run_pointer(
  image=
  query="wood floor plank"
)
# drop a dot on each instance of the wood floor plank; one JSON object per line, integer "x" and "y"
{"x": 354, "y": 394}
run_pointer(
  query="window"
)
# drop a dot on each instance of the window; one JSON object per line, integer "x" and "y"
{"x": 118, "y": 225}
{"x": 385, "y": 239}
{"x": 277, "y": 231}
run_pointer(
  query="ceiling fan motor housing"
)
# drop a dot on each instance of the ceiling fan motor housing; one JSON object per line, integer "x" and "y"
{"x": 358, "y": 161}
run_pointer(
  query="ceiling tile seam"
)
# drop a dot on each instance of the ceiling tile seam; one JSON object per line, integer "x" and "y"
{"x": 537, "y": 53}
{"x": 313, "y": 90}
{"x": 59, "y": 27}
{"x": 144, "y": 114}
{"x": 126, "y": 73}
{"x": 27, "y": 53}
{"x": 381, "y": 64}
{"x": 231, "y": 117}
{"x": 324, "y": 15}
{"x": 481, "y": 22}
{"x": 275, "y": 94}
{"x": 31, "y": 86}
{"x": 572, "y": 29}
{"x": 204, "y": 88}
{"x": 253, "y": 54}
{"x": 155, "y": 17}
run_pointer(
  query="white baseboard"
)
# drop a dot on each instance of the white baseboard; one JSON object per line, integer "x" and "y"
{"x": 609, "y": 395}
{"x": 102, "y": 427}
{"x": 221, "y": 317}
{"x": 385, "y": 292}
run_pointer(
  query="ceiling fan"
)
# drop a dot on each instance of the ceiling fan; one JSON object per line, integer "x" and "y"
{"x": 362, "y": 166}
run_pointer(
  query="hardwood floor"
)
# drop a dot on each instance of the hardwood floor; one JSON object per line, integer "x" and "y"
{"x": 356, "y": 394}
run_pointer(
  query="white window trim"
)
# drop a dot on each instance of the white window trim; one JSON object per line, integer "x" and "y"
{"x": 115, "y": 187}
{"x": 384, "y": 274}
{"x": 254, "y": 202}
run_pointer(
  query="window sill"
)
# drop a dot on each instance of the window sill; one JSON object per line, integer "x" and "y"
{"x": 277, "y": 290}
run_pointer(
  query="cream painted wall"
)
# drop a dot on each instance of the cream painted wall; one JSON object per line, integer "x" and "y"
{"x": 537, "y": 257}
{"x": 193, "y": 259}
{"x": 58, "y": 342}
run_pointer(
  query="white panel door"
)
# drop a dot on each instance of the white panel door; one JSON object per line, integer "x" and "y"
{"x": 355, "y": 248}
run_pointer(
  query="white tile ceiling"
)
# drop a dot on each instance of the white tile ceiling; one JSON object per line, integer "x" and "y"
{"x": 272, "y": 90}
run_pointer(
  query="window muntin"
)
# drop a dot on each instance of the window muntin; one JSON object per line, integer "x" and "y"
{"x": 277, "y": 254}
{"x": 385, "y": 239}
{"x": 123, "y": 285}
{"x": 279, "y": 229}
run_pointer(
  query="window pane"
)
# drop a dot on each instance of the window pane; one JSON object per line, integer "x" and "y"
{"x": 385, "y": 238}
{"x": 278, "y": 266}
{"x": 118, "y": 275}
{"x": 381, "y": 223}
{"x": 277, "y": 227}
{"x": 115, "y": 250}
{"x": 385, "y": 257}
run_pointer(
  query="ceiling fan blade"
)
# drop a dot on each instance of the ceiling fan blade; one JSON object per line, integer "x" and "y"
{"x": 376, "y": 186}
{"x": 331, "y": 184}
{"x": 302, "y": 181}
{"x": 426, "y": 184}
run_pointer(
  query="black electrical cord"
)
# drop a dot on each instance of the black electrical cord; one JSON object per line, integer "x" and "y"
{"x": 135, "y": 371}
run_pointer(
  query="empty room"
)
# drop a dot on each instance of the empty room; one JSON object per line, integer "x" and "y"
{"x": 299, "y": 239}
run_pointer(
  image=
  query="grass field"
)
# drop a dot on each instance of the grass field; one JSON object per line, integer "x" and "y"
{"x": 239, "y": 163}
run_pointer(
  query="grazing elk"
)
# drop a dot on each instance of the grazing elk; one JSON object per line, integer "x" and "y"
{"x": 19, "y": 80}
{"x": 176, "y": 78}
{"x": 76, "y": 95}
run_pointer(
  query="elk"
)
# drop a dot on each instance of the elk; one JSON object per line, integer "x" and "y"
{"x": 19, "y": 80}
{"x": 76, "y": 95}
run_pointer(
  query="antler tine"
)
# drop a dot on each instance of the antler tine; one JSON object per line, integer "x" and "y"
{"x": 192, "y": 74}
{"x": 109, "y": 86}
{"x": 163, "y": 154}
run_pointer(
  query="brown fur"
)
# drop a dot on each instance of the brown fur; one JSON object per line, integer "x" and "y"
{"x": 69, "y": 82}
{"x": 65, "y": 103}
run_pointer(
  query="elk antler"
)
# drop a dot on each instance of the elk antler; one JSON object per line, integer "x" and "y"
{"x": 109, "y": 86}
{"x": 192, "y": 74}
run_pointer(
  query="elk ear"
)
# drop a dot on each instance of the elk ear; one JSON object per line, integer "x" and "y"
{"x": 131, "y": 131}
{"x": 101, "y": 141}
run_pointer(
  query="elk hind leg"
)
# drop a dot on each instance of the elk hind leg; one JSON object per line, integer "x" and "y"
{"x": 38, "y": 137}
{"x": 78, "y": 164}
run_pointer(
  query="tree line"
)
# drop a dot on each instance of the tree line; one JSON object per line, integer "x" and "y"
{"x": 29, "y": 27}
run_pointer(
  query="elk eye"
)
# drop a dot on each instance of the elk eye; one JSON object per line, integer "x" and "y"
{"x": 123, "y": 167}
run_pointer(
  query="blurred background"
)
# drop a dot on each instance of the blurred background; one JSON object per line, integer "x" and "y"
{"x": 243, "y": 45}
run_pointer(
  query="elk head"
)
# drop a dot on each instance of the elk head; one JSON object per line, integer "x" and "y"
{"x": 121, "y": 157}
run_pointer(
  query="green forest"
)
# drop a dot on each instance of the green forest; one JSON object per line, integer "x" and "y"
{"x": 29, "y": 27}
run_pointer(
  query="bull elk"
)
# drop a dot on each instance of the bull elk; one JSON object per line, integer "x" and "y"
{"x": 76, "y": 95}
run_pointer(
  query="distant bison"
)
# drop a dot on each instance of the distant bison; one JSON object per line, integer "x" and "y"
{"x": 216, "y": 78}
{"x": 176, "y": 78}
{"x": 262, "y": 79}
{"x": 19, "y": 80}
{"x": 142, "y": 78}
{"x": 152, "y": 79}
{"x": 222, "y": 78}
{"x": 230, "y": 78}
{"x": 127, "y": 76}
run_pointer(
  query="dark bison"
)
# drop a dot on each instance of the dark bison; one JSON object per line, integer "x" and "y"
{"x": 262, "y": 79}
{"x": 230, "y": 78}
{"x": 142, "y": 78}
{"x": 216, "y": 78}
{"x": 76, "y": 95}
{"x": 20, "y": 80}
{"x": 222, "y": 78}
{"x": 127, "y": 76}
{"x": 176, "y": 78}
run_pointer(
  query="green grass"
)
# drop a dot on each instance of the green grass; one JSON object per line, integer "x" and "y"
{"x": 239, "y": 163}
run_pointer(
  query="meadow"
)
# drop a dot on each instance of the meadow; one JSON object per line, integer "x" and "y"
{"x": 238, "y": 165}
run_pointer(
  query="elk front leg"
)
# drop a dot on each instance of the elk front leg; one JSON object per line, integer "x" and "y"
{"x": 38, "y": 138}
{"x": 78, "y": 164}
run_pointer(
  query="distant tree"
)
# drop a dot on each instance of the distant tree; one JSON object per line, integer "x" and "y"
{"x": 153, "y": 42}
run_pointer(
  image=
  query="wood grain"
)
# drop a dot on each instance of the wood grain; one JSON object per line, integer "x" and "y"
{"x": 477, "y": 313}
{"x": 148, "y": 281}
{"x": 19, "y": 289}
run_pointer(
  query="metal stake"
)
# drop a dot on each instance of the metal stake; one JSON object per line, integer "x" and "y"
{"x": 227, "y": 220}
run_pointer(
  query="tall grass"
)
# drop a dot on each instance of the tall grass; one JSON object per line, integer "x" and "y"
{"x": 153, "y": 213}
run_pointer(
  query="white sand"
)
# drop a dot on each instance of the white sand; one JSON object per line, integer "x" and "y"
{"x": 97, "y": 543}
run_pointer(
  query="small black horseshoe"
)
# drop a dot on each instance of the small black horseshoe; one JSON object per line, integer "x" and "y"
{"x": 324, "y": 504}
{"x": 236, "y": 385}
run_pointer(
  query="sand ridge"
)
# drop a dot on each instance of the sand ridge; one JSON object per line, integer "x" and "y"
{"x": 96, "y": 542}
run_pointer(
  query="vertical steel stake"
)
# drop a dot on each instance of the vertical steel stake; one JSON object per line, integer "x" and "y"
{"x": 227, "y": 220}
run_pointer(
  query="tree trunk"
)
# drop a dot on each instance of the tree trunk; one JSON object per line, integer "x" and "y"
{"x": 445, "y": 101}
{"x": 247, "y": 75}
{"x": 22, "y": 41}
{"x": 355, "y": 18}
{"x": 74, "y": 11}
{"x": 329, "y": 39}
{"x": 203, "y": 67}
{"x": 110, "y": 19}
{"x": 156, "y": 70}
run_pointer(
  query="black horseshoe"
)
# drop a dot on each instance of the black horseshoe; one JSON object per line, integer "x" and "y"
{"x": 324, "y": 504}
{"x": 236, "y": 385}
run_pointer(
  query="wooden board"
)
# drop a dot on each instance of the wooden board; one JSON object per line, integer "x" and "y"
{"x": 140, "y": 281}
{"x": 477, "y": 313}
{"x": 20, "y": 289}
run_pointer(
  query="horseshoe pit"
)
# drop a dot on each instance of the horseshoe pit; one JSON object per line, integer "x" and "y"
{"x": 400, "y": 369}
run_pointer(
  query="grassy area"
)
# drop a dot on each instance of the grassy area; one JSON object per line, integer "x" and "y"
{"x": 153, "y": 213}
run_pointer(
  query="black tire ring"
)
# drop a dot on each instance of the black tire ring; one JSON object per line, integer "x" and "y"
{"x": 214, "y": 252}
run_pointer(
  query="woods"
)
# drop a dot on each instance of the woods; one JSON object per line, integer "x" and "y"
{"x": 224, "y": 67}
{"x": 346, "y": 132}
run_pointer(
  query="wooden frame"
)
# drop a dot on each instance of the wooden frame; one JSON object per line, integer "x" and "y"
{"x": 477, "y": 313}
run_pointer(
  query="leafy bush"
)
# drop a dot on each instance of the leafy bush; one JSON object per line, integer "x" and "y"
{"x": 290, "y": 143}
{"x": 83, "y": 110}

---*---

**必做任务:** 找出上述条目中所有包含字符串“panel”的行，并逐行原样抄录。

**答案:**
  query="white panel door"
# drop a dot on each instance of the white panel door; one JSON object per line, integer "x" and "y"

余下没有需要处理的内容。